Partons du principe que le droit international régit seulement les relations entres les sujets du droit international, au premier rang desquels figurent les États. Suivant les définitions de l'agression données par la doctrine203 et la résolution 3314 (XXIX)204, on peut donc dire que pour se situer dans le cadre de la légitime défense, il faut que l'auteur et la victime de l'agression soient des États. Ce sont là, par voie de conséquence, également des exigences juridiques de l'article 51.

200A. C.D.I, 1976, vol II, 2e partie, à la page 89

201Nicaragua c. États-Unis, supra note 27, à la page 101.

202Rapport de la CDI, commentaire de l'article 21, supra note 65. pp.191 -192.

203Supra note 53.
204Supra note 23.

Dans le cas d'espèce :

Pour désigner comme agression l'attaque du 11 septembre, il faut soit considérer qu'on peut assimiler le réseau transnational terroriste Al Qaïda à un État, ou, à tout le moins, à un sujet de droit international, soit assimiler son action à celle menée par cet État de fait que constituait alors vraisemblablement l'Afghanistan sous contrôle des Talibans205.

[Étiquettes de points d'objets]
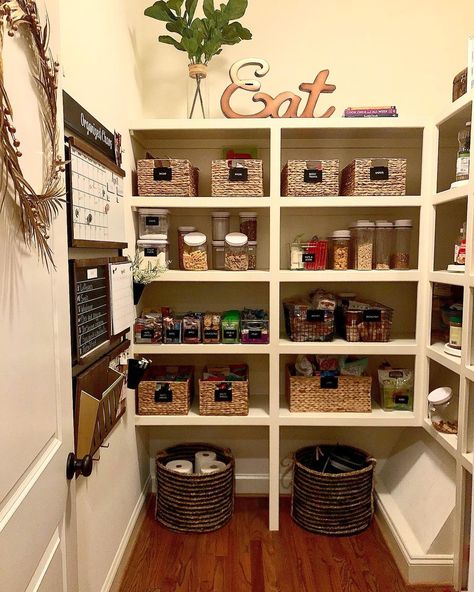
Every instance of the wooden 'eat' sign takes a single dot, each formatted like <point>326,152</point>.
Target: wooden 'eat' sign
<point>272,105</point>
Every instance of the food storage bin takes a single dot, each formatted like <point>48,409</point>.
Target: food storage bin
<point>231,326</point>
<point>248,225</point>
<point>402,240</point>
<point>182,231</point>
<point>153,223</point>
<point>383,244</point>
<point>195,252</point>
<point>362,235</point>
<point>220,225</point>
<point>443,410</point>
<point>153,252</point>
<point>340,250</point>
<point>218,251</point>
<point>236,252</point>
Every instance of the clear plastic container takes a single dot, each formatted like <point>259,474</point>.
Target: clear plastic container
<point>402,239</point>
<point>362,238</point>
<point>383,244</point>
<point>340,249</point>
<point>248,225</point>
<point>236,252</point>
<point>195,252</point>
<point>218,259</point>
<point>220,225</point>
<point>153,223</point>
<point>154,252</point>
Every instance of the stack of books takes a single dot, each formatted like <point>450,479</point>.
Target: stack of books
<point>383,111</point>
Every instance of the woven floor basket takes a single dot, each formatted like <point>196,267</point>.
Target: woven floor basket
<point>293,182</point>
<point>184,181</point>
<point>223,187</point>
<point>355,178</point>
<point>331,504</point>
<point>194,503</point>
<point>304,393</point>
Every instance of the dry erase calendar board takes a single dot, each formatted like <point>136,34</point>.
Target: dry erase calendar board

Exercice proposé 1
Réécrivez le passage du texte sur l'agression qui commence aux mots « Partons du principe » et s'arrête après « la page 101. », en remplaçant « légitime défense » par « défense légitime ».
Exercice proposé 2
Transformez en tableau Markdown les lignes des relevés, du début des relevés jusqu'à la ligne contenant « <point>154,252</point> » incluse, avec une colonne n pour le numéro de rang et une colonne Ligne pour la ligne, sans les lignes vides. N'incluez pas les images dans la réponse.

Solution rédigée 1
Partons du principe que le droit international régit seulement les relations entres les sujets du droit international, au premier rang desquels figurent les États. Suivant les définitions de l'agression données par la doctrine203 et la résolution 3314 (XXIX)204, on peut donc dire que pour se situer dans le cadre de la défense légitime, il faut que l'auteur et la victime de l'agression soient des États. Ce sont là, par voie de conséquence, également des exigences juridiques de l'article 51.

200A. C.D.I, 1976, vol II, 2e partie, à la page 89

201Nicaragua c. États-Unis, supra note 27, à la page 101.

Solution rédigée 2
| n | Ligne |
|---|---|
| 1 | Every instance of the wooden 'eat' sign takes a single dot, each formatted like <point>326,152</point>. |
| 2 | Target: wooden 'eat' sign |
| 3 | <point>272,105</point> |
| 4 | Every instance of the food storage bin takes a single dot, each formatted like <point>48,409</point>. |
| 5 | Target: food storage bin |
| 6 | <point>231,326</point> |
| 7 | <point>248,225</point> |
| 8 | <point>402,240</point> |
| 9 | <point>182,231</point> |
| 10 | <point>153,223</point> |
| 11 | <point>383,244</point> |
| 12 | <point>195,252</point> |
| 13 | <point>362,235</point> |
| 14 | <point>220,225</point> |
| 15 | <point>443,410</point> |
| 16 | <point>153,252</point> |
| 17 | <point>340,250</point> |
| 18 | <point>218,251</point> |
| 19 | <point>236,252</point> |
| 20 | Every instance of the clear plastic container takes a single dot, each formatted like <point>259,474</point>. |
| 21 | Target: clear plastic container |
| 22 | <point>402,239</point> |
| 23 | <point>362,238</point> |
| 24 | <point>383,244</point> |
| 25 | <point>340,249</point> |
| 26 | <point>248,225</point> |
| 27 | <point>236,252</point> |
| 28 | <point>195,252</point> |
| 29 | <point>218,259</point> |
| 30 | <point>220,225</point> |
| 31 | <point>153,223</point> |
| 32 | <point>154,252</point> |